- _What is being asked_:
For each line in the data below that holds "green", return a copy.

Referring expression data
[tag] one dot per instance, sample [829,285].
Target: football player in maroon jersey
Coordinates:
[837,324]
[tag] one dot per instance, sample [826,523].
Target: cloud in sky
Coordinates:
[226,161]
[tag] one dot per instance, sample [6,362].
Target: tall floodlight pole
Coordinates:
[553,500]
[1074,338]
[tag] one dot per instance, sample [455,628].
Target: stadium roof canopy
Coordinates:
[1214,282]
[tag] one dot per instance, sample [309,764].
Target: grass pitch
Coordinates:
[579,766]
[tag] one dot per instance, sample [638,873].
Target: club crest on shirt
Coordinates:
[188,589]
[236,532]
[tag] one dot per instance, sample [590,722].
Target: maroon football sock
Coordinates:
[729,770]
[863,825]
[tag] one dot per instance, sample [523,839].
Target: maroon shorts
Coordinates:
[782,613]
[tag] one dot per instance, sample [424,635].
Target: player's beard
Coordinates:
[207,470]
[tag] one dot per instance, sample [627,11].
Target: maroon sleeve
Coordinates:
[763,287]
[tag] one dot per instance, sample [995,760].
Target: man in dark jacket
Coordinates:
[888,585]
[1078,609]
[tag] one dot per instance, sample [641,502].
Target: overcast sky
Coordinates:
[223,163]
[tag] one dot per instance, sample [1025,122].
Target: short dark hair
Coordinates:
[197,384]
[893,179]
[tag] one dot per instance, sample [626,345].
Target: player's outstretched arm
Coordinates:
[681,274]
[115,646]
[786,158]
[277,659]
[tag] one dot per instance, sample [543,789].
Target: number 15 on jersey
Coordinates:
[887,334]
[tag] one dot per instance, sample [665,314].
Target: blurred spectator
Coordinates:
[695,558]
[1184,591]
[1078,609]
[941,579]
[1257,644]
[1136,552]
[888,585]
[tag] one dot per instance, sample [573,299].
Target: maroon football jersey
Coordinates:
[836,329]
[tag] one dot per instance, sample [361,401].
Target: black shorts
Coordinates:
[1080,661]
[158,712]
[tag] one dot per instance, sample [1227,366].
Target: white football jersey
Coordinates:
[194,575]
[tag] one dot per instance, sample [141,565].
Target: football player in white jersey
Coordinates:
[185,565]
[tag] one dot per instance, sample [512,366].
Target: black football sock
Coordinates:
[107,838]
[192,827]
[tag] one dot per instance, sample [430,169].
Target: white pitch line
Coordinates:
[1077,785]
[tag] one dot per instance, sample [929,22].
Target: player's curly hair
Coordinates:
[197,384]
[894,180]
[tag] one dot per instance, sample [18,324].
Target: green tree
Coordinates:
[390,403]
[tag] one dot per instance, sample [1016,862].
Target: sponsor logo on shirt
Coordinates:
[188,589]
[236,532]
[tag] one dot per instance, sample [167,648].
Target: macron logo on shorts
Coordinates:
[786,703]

---

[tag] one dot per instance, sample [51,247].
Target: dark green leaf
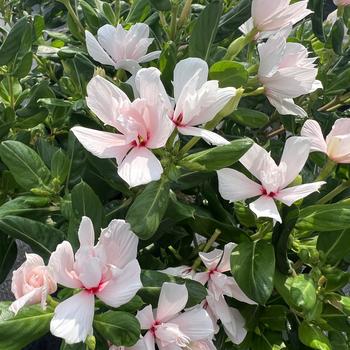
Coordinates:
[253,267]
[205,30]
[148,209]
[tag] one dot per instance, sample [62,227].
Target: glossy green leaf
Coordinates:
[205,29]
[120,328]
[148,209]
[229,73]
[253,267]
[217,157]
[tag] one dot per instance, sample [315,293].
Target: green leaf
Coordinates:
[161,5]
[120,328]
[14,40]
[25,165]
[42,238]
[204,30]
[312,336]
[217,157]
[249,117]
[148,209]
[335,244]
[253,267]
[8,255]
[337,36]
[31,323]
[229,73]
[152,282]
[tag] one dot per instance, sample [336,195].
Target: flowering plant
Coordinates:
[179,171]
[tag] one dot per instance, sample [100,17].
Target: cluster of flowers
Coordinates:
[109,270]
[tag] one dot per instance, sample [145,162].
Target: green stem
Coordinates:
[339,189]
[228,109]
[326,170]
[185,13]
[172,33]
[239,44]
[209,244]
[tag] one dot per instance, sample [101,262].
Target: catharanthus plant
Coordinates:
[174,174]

- _Task output_:
Target: green tree
Target: dark green leaf
Target: glossy green leaf
Target: green leaf
Target: green stem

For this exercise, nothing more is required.